■ **DATA UNDER STUDY**:
>>>>>

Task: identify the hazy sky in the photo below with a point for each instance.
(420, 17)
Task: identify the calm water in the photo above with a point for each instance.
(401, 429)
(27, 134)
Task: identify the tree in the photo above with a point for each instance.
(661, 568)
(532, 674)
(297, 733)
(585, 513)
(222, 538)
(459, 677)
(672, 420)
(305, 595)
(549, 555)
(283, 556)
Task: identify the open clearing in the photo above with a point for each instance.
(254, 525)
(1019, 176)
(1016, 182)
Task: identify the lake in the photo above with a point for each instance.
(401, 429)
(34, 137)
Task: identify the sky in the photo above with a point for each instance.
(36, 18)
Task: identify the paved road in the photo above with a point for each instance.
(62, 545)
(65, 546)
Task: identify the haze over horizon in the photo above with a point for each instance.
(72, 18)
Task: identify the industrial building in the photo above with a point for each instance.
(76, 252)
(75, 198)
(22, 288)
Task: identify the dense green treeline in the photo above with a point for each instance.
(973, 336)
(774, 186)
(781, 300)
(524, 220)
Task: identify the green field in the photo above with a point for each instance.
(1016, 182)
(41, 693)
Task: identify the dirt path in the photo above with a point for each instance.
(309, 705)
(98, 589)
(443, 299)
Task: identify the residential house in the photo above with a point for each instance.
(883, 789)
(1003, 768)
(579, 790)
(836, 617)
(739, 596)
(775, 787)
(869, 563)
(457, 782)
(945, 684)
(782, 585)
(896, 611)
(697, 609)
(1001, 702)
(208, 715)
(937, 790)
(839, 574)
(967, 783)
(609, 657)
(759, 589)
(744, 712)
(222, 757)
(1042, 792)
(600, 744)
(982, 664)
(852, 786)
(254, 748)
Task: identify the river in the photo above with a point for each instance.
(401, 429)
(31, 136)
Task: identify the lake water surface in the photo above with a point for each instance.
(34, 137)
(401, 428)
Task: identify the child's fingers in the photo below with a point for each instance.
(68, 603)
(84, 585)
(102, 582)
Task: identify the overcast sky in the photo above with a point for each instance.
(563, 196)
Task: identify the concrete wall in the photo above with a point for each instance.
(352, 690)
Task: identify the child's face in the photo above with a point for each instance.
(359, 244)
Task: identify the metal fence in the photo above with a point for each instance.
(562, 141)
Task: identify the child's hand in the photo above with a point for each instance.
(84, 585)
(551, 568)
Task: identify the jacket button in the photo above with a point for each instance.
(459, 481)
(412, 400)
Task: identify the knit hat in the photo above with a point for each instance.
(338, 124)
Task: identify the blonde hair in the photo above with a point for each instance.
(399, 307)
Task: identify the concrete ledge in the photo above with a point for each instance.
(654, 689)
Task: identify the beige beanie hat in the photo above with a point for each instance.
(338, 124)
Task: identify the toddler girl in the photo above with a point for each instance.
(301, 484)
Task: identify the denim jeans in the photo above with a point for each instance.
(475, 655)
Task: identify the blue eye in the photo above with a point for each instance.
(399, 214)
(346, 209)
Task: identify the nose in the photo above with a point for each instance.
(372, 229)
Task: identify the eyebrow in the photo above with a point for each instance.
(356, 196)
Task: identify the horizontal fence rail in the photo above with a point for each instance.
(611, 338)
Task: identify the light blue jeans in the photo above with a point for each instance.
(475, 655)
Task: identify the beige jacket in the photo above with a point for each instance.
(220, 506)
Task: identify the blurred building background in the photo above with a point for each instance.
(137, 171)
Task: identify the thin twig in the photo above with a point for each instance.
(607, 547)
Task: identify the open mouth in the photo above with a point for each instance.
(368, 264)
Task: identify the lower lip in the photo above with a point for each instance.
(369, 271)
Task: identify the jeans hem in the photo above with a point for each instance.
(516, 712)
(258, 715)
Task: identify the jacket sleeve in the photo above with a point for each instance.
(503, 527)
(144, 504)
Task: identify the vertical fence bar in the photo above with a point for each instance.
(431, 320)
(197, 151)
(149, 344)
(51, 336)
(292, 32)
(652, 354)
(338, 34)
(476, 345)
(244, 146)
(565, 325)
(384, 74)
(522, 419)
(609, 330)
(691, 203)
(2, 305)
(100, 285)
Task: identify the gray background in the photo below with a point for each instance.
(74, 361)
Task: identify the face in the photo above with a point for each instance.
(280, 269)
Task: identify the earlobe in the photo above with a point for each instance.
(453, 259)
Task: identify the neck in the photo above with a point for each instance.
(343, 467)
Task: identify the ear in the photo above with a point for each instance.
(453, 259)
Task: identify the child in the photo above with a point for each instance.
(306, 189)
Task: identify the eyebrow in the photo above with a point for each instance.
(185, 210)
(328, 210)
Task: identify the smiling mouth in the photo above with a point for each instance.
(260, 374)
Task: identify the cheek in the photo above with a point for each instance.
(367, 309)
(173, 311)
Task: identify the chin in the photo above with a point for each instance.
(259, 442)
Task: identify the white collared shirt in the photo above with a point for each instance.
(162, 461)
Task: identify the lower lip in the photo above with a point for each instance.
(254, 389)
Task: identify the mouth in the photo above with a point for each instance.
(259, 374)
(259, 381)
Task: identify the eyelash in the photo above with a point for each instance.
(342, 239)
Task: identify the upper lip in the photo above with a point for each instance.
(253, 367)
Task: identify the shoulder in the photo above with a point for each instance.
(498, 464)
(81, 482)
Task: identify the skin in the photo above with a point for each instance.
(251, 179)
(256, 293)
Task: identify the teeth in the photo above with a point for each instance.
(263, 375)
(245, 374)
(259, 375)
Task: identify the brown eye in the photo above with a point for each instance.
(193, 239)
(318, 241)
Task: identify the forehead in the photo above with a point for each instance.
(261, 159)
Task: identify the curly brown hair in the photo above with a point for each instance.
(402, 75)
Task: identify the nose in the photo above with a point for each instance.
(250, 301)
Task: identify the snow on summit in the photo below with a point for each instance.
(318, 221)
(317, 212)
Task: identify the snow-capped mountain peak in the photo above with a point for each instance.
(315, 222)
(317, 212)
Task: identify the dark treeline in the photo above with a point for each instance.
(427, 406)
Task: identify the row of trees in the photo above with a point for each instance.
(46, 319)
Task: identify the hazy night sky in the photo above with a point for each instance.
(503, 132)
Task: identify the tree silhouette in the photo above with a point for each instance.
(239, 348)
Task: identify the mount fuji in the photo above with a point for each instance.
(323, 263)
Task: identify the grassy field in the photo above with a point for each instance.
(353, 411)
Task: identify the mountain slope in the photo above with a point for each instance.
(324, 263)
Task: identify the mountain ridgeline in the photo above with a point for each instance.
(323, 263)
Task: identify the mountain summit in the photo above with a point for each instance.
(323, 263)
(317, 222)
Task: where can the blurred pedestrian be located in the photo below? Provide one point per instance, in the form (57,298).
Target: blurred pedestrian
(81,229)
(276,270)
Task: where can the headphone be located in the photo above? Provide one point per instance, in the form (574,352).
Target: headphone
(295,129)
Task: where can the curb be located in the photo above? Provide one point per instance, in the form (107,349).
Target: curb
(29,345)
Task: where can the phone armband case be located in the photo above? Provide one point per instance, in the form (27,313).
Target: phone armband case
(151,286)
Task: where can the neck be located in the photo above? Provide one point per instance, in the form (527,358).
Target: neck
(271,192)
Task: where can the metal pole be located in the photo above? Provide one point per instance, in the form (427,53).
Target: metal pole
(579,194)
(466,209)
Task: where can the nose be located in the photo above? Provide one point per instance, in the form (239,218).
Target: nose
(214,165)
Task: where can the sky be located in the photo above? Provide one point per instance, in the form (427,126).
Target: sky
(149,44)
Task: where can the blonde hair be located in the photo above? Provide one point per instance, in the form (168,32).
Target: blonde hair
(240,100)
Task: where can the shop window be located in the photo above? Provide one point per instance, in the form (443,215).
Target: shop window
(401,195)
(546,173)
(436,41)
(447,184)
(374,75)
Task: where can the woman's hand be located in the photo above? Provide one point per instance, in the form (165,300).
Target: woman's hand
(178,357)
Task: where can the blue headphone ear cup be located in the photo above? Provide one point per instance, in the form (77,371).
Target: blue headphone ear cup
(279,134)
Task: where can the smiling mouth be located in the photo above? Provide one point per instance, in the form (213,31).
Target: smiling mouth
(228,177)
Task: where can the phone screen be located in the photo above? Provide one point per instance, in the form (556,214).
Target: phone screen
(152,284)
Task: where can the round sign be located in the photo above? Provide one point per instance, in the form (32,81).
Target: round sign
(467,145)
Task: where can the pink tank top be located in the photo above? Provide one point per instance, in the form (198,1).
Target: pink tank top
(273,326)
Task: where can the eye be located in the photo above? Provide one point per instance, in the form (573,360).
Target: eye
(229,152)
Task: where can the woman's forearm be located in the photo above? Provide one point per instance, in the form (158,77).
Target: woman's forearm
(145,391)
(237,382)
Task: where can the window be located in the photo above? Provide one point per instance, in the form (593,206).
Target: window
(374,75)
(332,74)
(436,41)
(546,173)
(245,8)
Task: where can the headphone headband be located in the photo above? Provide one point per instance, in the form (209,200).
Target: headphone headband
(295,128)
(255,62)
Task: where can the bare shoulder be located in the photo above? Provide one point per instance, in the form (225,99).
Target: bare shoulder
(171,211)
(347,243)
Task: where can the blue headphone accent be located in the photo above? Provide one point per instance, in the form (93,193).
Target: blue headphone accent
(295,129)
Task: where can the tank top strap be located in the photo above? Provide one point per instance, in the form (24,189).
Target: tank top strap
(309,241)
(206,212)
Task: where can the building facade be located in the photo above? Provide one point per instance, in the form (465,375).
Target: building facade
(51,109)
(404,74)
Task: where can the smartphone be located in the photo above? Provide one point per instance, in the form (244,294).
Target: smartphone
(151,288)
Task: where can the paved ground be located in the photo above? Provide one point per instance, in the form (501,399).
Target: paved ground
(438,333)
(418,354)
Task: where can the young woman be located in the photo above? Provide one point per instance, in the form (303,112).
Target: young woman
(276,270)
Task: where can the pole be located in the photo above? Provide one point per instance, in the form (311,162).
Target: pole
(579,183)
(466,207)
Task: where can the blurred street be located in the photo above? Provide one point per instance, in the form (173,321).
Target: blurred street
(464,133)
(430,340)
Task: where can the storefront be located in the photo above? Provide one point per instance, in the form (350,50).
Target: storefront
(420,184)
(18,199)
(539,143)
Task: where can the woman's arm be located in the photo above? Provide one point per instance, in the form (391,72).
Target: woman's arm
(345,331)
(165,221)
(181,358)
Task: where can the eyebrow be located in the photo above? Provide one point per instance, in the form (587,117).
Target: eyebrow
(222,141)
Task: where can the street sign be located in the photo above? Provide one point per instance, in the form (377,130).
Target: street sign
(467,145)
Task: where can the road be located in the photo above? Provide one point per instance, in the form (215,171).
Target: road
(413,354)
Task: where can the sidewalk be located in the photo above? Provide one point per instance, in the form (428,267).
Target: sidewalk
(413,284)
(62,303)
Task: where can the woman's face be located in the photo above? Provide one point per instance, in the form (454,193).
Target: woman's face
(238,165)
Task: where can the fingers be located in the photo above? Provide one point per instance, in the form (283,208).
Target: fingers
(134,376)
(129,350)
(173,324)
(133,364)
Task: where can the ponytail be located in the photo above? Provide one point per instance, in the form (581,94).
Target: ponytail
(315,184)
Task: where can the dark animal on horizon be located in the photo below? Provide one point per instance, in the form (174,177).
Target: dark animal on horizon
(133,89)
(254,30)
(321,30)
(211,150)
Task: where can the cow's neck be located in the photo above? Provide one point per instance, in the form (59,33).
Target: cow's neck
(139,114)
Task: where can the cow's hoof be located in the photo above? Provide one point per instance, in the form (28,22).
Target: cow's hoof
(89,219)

<<<<<

Look above for the line holding "Target: tank top strap" and the line holding "Task: where can the young", then output exactly those two lines and every line between them, nothing more.

Target: tank top strap
(309,241)
(206,212)
Task: where can the building facade be located in the photo above? Provide one point per instance, in the form (465,375).
Target: building facade
(51,109)
(404,74)
Task: where can the smartphone be located in the photo above? Provide one point per instance, in the form (244,294).
Target: smartphone
(151,288)
Task: where can the paved ground be located in the photo above? Provide one point per instance, in the form (501,399).
Target: paved ground
(438,333)
(418,354)
Task: where can the young woman be located in the photo above? Provide one point per instance, in the form (303,112).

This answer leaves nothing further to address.